### Dataset rows showing where objects appear
------

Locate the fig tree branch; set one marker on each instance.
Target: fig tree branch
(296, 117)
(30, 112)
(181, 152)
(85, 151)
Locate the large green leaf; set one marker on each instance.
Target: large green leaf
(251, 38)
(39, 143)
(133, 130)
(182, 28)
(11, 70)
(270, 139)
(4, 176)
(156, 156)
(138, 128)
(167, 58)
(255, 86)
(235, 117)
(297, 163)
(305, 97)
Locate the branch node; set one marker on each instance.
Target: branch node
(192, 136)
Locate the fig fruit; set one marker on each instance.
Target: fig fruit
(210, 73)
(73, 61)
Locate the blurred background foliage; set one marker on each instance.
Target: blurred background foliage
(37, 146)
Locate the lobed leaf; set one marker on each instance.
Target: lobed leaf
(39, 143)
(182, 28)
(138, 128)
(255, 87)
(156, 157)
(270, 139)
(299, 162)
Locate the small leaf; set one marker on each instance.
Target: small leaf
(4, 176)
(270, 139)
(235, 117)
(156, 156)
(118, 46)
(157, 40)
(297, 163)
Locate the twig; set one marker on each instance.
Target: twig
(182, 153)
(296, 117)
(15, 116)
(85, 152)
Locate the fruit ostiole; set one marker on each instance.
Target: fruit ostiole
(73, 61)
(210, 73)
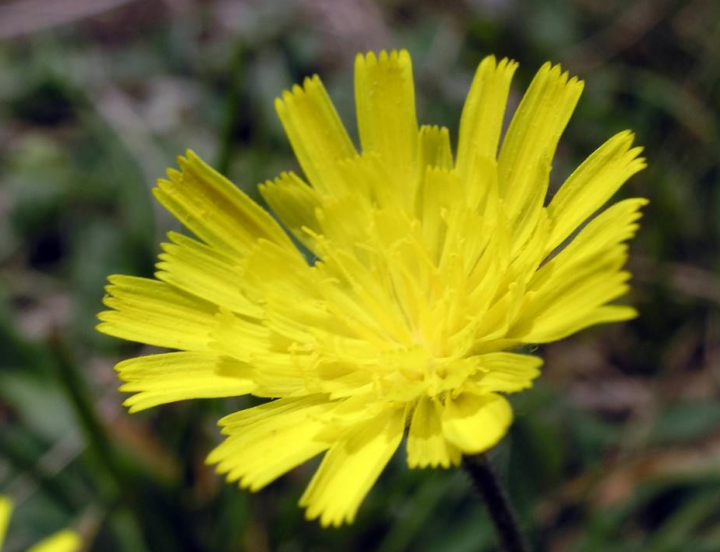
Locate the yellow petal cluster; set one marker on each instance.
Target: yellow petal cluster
(62, 541)
(390, 292)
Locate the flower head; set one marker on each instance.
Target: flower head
(62, 541)
(429, 270)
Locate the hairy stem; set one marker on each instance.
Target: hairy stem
(493, 494)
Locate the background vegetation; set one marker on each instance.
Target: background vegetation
(616, 449)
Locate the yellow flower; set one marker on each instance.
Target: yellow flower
(428, 270)
(62, 541)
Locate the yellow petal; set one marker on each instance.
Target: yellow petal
(204, 272)
(426, 444)
(385, 100)
(63, 541)
(155, 313)
(475, 423)
(171, 377)
(351, 467)
(434, 148)
(214, 209)
(296, 204)
(267, 441)
(592, 184)
(506, 372)
(532, 137)
(316, 134)
(484, 112)
(569, 292)
(6, 507)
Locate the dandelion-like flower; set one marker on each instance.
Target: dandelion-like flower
(428, 271)
(62, 541)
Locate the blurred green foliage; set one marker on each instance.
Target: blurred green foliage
(616, 449)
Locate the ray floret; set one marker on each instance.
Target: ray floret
(424, 274)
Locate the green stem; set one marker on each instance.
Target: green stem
(493, 494)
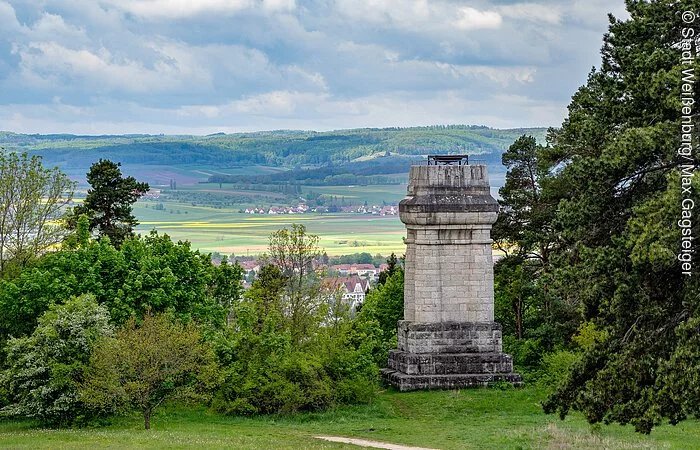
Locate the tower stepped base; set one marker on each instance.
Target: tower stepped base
(404, 382)
(448, 355)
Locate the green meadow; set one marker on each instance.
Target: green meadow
(228, 231)
(467, 419)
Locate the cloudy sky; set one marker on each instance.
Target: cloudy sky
(203, 66)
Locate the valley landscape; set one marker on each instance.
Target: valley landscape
(201, 185)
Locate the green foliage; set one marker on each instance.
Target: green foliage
(32, 202)
(108, 202)
(44, 370)
(149, 272)
(294, 252)
(143, 365)
(385, 304)
(617, 184)
(556, 367)
(291, 345)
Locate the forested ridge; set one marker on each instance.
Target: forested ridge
(279, 148)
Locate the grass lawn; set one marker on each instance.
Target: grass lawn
(479, 418)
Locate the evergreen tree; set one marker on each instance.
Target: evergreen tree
(618, 185)
(108, 203)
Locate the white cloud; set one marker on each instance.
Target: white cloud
(176, 9)
(419, 15)
(101, 70)
(533, 12)
(473, 19)
(8, 19)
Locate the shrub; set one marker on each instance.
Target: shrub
(45, 369)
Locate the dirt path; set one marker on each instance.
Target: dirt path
(367, 443)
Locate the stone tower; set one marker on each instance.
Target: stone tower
(448, 338)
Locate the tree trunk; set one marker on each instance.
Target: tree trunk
(518, 307)
(147, 418)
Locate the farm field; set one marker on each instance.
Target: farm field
(467, 419)
(373, 194)
(228, 231)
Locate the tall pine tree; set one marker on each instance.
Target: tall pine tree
(617, 181)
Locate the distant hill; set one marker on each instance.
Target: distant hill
(189, 159)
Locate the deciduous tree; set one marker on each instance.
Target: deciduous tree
(145, 364)
(32, 204)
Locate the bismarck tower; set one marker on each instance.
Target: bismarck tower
(448, 338)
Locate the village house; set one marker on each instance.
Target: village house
(353, 289)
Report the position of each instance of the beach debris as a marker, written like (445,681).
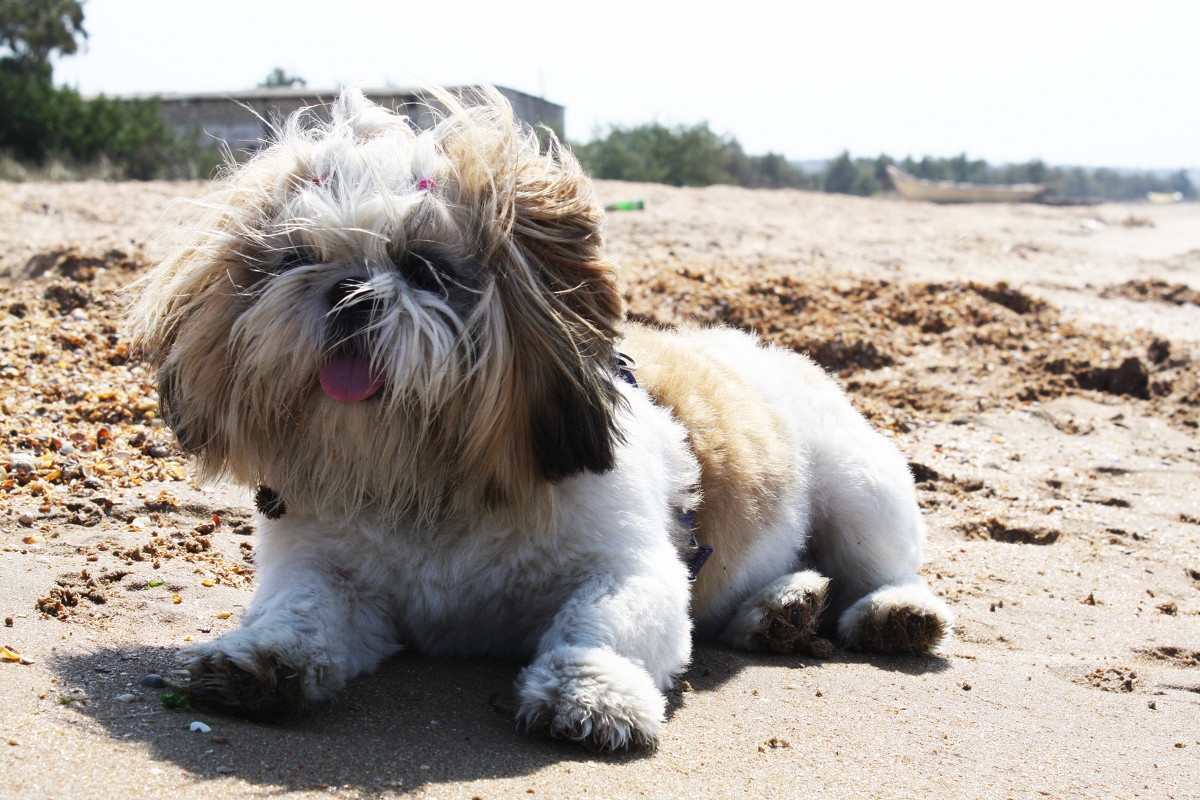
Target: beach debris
(13,656)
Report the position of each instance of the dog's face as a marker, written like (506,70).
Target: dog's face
(369,316)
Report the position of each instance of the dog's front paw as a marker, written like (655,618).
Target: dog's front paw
(783,617)
(591,696)
(897,619)
(255,678)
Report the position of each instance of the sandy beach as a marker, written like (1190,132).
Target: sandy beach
(1037,366)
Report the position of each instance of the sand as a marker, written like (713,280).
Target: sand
(1037,365)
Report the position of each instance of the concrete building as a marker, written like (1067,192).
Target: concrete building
(243,118)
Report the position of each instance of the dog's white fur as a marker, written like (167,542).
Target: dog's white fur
(504,493)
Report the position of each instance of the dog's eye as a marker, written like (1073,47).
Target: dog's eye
(294,257)
(426,272)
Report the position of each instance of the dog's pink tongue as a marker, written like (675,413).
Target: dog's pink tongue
(349,378)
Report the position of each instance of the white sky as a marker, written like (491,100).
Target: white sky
(1096,83)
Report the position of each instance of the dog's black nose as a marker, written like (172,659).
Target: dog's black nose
(343,289)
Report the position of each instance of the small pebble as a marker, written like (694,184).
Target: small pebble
(22,464)
(154,681)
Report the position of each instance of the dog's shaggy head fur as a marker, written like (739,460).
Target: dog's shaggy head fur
(375,317)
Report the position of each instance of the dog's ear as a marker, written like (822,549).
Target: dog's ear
(568,320)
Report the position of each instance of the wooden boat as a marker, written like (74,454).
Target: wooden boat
(918,188)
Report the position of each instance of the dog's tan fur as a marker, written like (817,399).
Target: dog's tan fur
(741,443)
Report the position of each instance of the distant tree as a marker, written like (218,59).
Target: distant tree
(1181,181)
(34,29)
(840,175)
(279,78)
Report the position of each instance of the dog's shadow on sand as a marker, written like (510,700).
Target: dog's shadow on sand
(413,722)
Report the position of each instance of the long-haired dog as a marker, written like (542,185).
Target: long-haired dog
(412,343)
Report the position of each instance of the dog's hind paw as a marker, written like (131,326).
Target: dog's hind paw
(897,620)
(591,696)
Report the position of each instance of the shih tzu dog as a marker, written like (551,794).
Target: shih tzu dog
(412,343)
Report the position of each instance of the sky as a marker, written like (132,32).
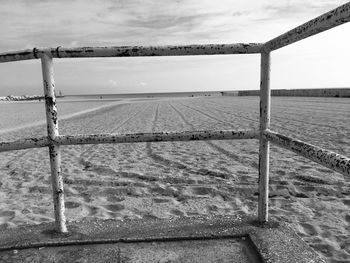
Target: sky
(317,62)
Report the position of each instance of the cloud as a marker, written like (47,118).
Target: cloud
(113,82)
(142,84)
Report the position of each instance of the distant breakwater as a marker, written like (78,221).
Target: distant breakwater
(20,98)
(341,92)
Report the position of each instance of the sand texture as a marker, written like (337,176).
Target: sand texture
(175,179)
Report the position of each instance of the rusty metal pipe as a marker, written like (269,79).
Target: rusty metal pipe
(132,51)
(321,156)
(156,137)
(333,18)
(22,144)
(54,148)
(264,147)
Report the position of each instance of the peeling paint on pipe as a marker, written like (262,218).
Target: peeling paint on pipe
(24,144)
(156,137)
(132,51)
(264,147)
(333,18)
(331,160)
(54,149)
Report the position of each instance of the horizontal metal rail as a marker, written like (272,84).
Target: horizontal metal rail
(324,157)
(156,137)
(132,51)
(24,144)
(333,18)
(128,138)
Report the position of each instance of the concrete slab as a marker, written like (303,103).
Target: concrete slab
(201,239)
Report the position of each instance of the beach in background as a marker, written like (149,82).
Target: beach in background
(172,179)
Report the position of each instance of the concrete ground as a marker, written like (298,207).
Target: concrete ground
(201,239)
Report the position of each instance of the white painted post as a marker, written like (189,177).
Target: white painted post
(265,97)
(54,149)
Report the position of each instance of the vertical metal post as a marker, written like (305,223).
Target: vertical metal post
(54,149)
(265,96)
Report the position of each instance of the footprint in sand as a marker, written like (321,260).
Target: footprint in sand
(115,207)
(177,212)
(160,200)
(6,215)
(309,229)
(71,205)
(202,190)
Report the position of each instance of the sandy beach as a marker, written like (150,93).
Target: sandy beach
(173,179)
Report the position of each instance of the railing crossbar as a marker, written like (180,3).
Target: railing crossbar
(133,51)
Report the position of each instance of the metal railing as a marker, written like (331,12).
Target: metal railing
(329,159)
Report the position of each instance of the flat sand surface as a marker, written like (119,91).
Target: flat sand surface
(176,179)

------

### What you have to do
Copy out the stretch of the listing from the line that contains "Report the position of each instance of the flat" through the end of the listing, reproducing every line word for word.

### Task output
Report the position of each instance of the flat sand surface as a marker, written like (119,91).
Target: flat sand surface
(176,179)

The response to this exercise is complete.